(Source records)
<<<<

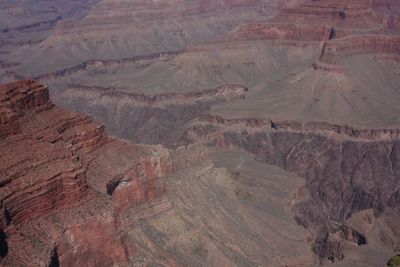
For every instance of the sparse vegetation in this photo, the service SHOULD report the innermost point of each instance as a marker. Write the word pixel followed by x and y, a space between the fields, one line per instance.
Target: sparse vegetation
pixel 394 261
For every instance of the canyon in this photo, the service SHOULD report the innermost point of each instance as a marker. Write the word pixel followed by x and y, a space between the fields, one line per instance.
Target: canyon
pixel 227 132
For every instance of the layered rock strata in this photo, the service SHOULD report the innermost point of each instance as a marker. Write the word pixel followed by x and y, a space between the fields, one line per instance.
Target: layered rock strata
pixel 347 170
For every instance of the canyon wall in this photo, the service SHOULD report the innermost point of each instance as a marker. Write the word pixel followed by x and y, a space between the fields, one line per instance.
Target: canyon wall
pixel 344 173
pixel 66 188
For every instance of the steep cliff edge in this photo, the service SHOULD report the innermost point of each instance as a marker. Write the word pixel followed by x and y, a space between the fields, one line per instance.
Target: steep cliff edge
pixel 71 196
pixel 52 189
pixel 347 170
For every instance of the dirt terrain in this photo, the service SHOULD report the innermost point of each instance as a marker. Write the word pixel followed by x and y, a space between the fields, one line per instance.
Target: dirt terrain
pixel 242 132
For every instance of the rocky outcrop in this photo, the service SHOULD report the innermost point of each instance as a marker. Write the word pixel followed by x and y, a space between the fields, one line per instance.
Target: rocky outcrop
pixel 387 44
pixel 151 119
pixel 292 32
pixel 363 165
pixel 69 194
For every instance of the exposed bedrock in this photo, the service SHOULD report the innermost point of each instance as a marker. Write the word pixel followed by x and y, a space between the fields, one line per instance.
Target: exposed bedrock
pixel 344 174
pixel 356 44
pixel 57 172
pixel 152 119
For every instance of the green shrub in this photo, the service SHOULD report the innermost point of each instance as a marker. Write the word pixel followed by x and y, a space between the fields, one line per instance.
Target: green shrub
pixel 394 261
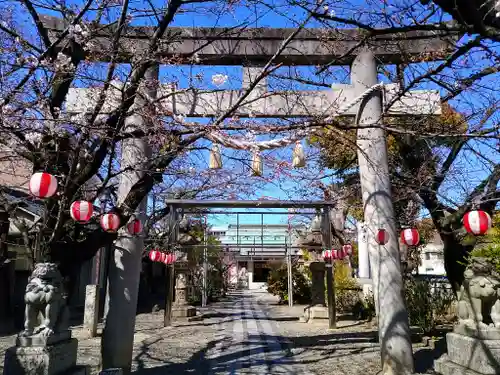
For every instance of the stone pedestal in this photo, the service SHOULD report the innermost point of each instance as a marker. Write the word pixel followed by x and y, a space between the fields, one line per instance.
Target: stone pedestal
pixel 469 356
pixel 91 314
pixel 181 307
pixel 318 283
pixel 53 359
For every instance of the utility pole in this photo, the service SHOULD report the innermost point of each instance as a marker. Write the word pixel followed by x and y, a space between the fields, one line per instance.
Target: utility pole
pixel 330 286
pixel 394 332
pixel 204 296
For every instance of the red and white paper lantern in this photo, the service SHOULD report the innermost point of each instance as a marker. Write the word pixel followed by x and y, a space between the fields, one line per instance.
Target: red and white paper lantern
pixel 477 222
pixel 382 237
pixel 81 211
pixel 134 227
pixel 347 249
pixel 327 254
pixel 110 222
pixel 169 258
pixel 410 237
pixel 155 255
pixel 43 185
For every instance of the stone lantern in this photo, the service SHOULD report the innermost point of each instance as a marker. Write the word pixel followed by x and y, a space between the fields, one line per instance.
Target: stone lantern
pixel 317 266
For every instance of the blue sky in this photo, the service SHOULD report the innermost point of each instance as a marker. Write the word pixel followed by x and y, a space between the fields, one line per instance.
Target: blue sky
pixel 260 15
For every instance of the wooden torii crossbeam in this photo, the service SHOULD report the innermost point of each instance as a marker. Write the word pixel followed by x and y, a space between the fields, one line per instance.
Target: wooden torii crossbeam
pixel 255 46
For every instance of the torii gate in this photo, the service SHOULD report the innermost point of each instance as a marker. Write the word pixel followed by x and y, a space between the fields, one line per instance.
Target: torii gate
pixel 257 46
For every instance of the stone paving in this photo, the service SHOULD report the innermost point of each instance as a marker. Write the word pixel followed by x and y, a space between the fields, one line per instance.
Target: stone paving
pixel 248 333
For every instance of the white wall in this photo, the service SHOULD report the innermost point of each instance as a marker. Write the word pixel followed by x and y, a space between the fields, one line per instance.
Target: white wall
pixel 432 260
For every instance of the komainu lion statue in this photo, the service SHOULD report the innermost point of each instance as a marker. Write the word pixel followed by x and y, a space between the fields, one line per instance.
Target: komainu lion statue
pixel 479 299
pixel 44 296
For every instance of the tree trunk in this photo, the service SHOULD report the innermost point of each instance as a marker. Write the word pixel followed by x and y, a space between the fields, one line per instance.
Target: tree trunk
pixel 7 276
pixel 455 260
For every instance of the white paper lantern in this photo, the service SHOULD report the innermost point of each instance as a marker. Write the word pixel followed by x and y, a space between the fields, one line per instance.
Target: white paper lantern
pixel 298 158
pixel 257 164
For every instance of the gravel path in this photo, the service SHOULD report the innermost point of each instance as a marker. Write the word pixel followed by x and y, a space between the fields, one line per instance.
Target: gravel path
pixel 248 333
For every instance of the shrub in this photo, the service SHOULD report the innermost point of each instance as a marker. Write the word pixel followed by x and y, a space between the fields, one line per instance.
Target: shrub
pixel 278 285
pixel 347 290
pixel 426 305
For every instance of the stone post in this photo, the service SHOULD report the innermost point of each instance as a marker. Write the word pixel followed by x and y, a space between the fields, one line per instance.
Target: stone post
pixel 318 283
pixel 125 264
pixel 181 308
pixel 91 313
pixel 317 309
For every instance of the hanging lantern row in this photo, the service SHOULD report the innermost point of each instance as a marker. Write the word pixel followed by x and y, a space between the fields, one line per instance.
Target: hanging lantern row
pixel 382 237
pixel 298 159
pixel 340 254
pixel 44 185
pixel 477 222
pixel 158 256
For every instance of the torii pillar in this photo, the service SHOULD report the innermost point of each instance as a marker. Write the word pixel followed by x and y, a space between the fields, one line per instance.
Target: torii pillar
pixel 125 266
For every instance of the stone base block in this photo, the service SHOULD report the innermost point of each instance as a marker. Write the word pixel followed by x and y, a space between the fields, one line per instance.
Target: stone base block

>>>>

■ Required work:
Copy the lines above verbatim, from the line containing "For every instance of the blue" through the line containing "pixel 44 296", inclusive.

■ Finished exercise:
For every instance of the blue sky in this photo, the service SHOULD report the innermost point of each instance as a marker. Write the word pixel followed by x and y, a space between the fields, one line per instance.
Target: blue sky
pixel 260 15
For every instance of the wooden torii crossbeam in this photo, the service SHOULD report the innermost point of each instance as a marker. Write the word pixel followed by x and y, a space between the fields, one line per instance.
Target: wooden torii crossbeam
pixel 255 46
For every instance of the torii gate in this photo, the service SHOULD report the innermost point of each instance as a marker. Write the word pixel followed by x and y, a space between the fields, one line per instance.
Target: torii gate
pixel 257 46
For every instance of the stone paving in this photo, the service SHOULD report the innermost point of each instance as a marker. Write the word pixel followed by x and y, a space between the fields, one line per instance.
Target: stone paving
pixel 248 333
For every instance of the white wall in this photo, the service SHOULD report the innermost point of each instance as a marker. Write the word pixel followed by x and y, a space between the fields, one line per instance.
Target: white wall
pixel 432 260
For every instance of the komainu lion statue in this photo, the service SHOULD report the innermost point of each instance as a marker. Write the word pixel followed by x and y, a space between the fields, one line per instance.
Target: komainu lion statue
pixel 479 299
pixel 44 296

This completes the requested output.